Buying a Digital Camera for Travel

Buying a Digital Camera for Travel


"A picture is worth a thousand words." This phrase has been around for a very long time. The original version of the phrase actually dates back 100 years. An early use of the exact phrase appeared in an 1918 newspaper advertisement for the San Antonio Light.
These days pictures decorate our lives. Facebook is filled with them, there are sites dedicated to just them, and they get shared a lot more and faster than ever.

Whenever I and my wife travel anywhere, long or short, we always have one of our cameras along. At this point we have a great arsenal. We have the Canon Powershot SX120 that has been around for some time and has been included in several of my posts. The newest addition was the Panasonic Lumix digital waterproof camera. Which is compact and great to take along. And we also have a Canon DSLR as my wife is very much into photography and has taken some of the great scenic shots seen on this site.

Since we really enjoy our cameras, have taken great shots in different conditions and they have worked great for us during travel, I think that it would great for others to also have great experience buying and using their cameras.

Point-and-shoot cameras for travel:

First thing.. Optical Zoom
we look for in a camera is the optical zoom. There are many different models out on the market. And these compete on various level. Some compete on price, easy of use, or even colors. We have seen folks at a store choose a camera based on its case color. While it is great to pick out your favorite color, it should not be the top reasons for getting a camera. No matter how cute it looks :)
Most advertising and store displays promote camera's digital zoom. And these numbers are getting quite high. Digital zoom is great if you want to take a look at an object some distance away using your camera as binoculars. However, taking a picture with digital zoom would result in a fuzzy image that you would not want to print or for that matter share as it will come out pixelated on a much larger computer screen as well. Optical zoom produces images that have much better resolution. Using the optics of the camera the image is bought forward or closer and quality of the zoomed image remains the same. With digital zoom on the other hand, image itself doesn't actually come any closer as the optics in the camera stay the same. Instead, a portion of the image is taken and is expanded to the full size of the picture, so the section of image that you are looking at becomes bigger, not closer.

■ **REQUEST 1**
Transcribe the camera article from "First thing.. Optical" to "it looks :)".
■ **REQUEST 2**
Answer these from the camera article:
(a) What model of Canon Powershot do the writer and the writer's wife own?
(b) What is the first thing they look for in a camera?
(c) What does the article say a picture taken with digital zoom will look like?

■ **INFORMATION PROVIDED**
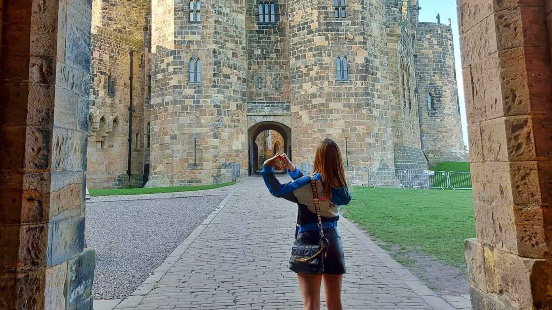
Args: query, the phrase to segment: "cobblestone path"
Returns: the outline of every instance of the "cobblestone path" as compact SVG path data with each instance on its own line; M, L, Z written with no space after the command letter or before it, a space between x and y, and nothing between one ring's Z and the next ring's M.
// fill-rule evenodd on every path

■ **REPLY 1**
First thing.. Optical Zoom
we look for in a camera is the optical zoom. There are many different models out on the market. And these compete on various level. Some compete on price, easy of use, or even colors. We have seen folks at a store choose a camera based on its case color. While it is great to pick out your favorite color, it should not be the top reasons for getting a camera. No matter how cute it looks :)

■ **REPLY 2**
(a) The Canon Powershot SX120.
(b) The optical zoom.
(c) It will be fuzzy and will come out pixelated on a larger computer screen.